Supplied passage.

^^^^^^^^^^^^^^^^

255 F. Supp. 615 | E.D. La. | 1966
James G. GAUTREAU, Plaintiff,
v.
CENTRAL GULF STEAMSHIP CORPORATION and Alcoa Steamship Company, Inc., Defendants.
United States District Court E. D. Louisiana, New Orleans Division.
*616 Edgar N. Quillin, Arabi, La., for plaintiff.
Jones, Walker, Waechter, Poitevent, Carrere & Denegre, Donald L. King, L. Howard McCurdy, Jr., New Orleans, La., for Central Gulf S.S. Corp.
Terriberry, Rault, Carroll, Yancey & Farrell, Walter Carroll, Jr., New Orleans, La., for Alcoa S.S. Co. Inc.
Chaffe, McCall, Phillips, Burke, Toler & Hopkins, Leon Sarpy, New Orleans, La., for Oceanic Ore Carriers, Inc.
AINSWORTH, District Judge:
This matter is before us on alternative motions to dismiss and for summary judgment. It arises out of an injury suffered by plaintiff, James G. Gautreau, when he allegedly slipped and fell on a dock owned or operated by defendant, Central Gulf Steamship Corporation, the mover herein. Plaintiff has also asserted a cause of action against another defendant, Oceanic Ore Carriers, Inc., under the Jones Act, 46 U.S.C.A. § 688.

^^^^^^^^^^^^^^^^

Continue the court opinion on the dock injury claim, starting after its last sentence. The listing that comes next has no connection to the court opinion.

^^^^^^^^^^^^^^^^

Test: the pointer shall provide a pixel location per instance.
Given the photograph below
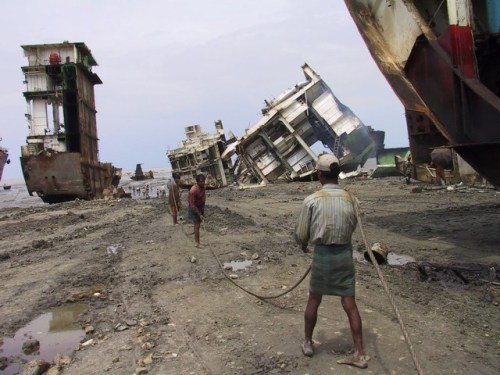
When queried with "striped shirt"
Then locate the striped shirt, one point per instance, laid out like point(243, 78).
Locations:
point(327, 217)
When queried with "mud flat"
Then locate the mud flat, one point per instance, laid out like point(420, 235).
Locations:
point(156, 303)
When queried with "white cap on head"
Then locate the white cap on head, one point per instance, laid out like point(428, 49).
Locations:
point(324, 162)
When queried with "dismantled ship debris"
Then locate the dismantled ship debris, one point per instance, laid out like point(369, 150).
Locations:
point(442, 59)
point(298, 125)
point(199, 153)
point(60, 160)
point(4, 159)
point(139, 175)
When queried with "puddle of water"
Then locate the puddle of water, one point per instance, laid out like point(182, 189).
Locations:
point(393, 259)
point(398, 259)
point(56, 331)
point(238, 265)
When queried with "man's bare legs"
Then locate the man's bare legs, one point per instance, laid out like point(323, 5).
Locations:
point(197, 233)
point(310, 318)
point(351, 309)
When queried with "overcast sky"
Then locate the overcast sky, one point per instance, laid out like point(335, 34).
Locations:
point(168, 64)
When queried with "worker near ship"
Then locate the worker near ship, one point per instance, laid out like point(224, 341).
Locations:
point(174, 197)
point(327, 220)
point(441, 159)
point(196, 206)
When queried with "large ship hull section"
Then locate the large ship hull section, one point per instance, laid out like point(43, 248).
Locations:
point(446, 101)
point(62, 177)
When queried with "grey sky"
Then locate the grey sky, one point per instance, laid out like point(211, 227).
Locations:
point(167, 64)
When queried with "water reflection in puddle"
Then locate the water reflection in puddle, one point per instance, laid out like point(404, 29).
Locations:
point(237, 265)
point(56, 331)
point(398, 259)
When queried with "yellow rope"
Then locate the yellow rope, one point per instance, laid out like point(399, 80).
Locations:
point(387, 291)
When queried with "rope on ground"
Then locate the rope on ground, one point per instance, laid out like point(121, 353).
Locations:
point(248, 291)
point(374, 262)
point(387, 291)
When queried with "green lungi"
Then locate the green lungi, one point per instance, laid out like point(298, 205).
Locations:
point(332, 270)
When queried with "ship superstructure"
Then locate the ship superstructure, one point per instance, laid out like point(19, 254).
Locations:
point(200, 153)
point(60, 160)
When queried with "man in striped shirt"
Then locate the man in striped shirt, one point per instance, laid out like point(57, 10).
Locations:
point(327, 220)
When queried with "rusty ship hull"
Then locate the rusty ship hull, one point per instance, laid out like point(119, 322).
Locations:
point(60, 159)
point(442, 59)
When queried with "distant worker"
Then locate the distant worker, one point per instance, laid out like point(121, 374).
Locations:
point(174, 197)
point(196, 206)
point(327, 220)
point(441, 159)
point(408, 169)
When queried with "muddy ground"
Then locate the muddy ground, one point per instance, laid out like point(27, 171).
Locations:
point(159, 305)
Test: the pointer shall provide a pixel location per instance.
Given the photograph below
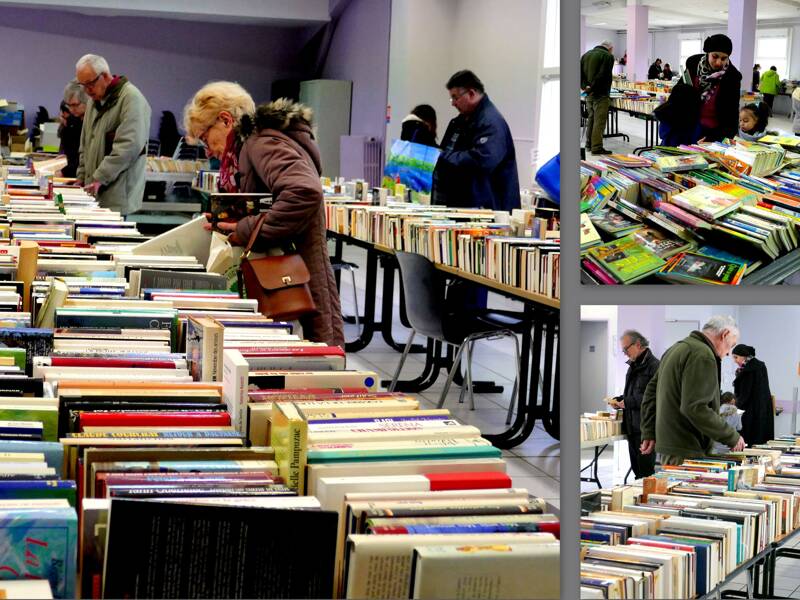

^^^^^^^^^^^^^^^^

Exercise result.
The pertinent issue is whether or not we have jurisdiction over plaintiff's claim against Central Gulf Steamship Corporation. Defendant's motion is predicated on absence of diversity between it and plaintiff. Admittedly, plaintiff is a citizen of Louisiana. Defendant, a foreign corporation, for the purpose of determining jurisdiction, is deemed to be a citizen of this State by virtue of having its principal place of business in Louisiana. 28 U.S.C.A. § 1332(c). Plaintiff has attempted[1] but failed to controvert the sworn affidavit of defendant's Treasurer, in which the following statements are recited: That Central Gulf Steamship Corporation is a Delaware corporation with its principal place of business in New Orleans, Louisiana; that it employs approximately sixty people in New Orleans; that the majority of its executives maintain their offices in New Orleans; that the majority of over-all management and major business policy decisions are prescribed from the New Orleans office; that almost all phases of its operations are conducted in the New Orleans office; that the corporation files its U.S. Internal Revenue tax returns in New Orleans and that it pays Louisiana franchise and other taxes; that the Board of Directors' meetings are regularly held in New Orleans; and that accounting and other records of the corporation are maintained in New Orleans.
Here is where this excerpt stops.